Para muchos juristas y politólogos del primer mundo, tener varias constituciones es como contar con varias partidas de nacimiento. Les resulta inconcebible, y por ello optan por las reformas constitucionales. En nuestro caso, y si no se toman en cuenta los estatutos, los reglamentos provisorios ni las constituciones de los Estados del Norte y Sur peruanos de la Confederación peruano-boliviana, hemos tenido, con la vigente, doce constituciones en doscientos años de proclamada la República. Flaco favor nos hemos hecho los peruanos y no terminamos de aprender. Mirando retrospectivamente, inestabilidad pura y dura y, por cierto, una indeseable tarjeta de presentación.
Pensar que una nueva constitución cambiará nuestra esquiva actitud a practicar importantes valores republicanos y cívicos es como pretender que vistiendo cuello y corbata somos mejores ciudadanos.
El principio de la primacía de la realidad nos impide persistir en actitudes negacionistas. Atenta contra la recta razón y, así, contra la verdad. La verdad puede ser objetiva y subjetiva. Una mesa es una mesa. Para mí puede parecer pequeña y para el lector, grande, pero la cuestión es que ambos observamos una mesa.
El negacionismo es una actitud irracional para no asumir las consecuencias de actuar conforme a la realidad para cambiar y mejorar las cosas. Desterremos el hecho de negar por negar. Aceptemos que los retos que enfrentamos son enormes, que la era disruptiva está cambiando casi todo y que debemos reducir lo máximo posible las brechas, mejorar los servicios públicos y contar con un Estado dotado de instrumentos suficientes, eficaces y eficientes que nos permitan una mejoría sustantiva de nuestra calidad de vida dejando que la libertad individual impere todo cuanto sea posible.
La Constitución vigente descarta una asamblea constituyente. Pero como no nos acostumbramos a respetarla y tampoco las leyes (y menos aún el espíritu de las mismas) y dado que el señor Castillo ya anunció, sin ser proclamado, que “el 28 de julio pediremos al Congreso que agende instalación de la Asamblea Constituyente”, la única alternativa es reformar la Constitución acorde a los mecanismos por ella previstos. Y sí creo que hay que reformarla.

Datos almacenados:
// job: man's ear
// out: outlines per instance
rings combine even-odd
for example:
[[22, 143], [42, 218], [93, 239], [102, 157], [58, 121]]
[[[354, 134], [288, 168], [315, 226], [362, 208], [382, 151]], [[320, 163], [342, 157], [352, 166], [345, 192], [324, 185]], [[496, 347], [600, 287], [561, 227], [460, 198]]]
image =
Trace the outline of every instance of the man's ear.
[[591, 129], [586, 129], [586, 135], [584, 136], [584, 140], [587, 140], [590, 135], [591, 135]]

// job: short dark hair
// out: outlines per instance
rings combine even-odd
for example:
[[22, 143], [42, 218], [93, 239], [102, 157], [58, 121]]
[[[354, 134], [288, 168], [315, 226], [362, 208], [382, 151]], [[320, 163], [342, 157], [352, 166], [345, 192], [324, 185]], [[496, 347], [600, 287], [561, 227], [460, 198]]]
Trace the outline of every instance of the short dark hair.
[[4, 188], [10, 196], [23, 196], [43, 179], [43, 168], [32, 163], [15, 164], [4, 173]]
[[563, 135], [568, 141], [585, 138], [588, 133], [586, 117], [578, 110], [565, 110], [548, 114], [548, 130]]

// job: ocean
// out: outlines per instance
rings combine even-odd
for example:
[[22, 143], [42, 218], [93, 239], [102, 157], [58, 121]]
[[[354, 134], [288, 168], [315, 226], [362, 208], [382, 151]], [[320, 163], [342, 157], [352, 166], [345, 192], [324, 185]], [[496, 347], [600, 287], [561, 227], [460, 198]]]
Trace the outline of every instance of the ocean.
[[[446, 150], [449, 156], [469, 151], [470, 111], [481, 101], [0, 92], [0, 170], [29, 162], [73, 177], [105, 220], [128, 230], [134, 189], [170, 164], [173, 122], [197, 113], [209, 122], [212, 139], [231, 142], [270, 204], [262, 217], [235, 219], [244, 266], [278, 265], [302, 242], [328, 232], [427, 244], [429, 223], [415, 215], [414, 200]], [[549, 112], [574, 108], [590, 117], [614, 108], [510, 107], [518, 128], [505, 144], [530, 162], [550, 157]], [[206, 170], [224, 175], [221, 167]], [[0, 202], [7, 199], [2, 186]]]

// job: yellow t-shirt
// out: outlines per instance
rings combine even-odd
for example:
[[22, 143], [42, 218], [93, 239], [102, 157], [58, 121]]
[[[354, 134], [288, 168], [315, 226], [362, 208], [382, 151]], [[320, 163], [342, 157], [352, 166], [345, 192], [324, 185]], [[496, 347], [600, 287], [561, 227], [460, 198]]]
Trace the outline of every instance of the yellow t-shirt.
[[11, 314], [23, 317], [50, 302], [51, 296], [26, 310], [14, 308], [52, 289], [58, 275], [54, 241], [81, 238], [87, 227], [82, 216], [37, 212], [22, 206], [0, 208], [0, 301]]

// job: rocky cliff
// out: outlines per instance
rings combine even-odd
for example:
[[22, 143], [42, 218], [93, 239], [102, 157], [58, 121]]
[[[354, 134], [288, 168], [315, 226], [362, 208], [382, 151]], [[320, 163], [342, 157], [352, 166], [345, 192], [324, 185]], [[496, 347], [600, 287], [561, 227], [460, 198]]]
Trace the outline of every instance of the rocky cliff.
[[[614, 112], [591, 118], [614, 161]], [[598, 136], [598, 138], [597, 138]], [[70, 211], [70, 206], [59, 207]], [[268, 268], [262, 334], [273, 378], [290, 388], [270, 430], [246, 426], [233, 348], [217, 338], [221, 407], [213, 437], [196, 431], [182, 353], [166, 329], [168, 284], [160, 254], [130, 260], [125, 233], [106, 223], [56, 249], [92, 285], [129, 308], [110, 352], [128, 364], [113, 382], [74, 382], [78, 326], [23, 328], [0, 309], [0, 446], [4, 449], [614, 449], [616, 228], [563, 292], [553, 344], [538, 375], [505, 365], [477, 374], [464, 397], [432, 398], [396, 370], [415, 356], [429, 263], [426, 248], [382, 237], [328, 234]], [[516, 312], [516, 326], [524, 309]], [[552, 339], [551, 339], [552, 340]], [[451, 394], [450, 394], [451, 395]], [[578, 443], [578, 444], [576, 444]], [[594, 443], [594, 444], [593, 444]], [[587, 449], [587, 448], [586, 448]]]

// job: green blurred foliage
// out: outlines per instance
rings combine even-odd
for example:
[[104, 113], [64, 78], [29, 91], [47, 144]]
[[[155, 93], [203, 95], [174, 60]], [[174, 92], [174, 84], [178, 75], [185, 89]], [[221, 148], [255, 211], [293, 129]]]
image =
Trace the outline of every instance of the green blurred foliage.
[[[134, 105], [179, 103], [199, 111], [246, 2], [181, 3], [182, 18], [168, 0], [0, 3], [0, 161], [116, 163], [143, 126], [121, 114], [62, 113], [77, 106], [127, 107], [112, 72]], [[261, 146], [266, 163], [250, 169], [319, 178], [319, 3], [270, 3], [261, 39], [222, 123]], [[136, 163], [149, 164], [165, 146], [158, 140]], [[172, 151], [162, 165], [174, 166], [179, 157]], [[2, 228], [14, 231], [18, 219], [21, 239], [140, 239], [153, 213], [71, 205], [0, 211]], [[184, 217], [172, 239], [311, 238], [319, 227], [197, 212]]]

● **EJERCICIO**:
Por favor, reproduce sin cambios todo lo que va, en el texto sobre las constituciones del Perú, desde "La Constitución vigente" hasta "hay que reformarla.".

● **SOLUCIÓN PROPUESTA**:
La Constitución vigente descarta una asamblea constituyente. Pero como no nos acostumbramos a respetarla y tampoco las leyes (y menos aún el espíritu de las mismas) y dado que el señor Castillo ya anunció, sin ser proclamado, que “el 28 de julio pediremos al Congreso que agende instalación de la Asamblea Constituyente”, la única alternativa es reformar la Constitución acorde a los mecanismos por ella previstos. Y sí creo que hay que reformarla.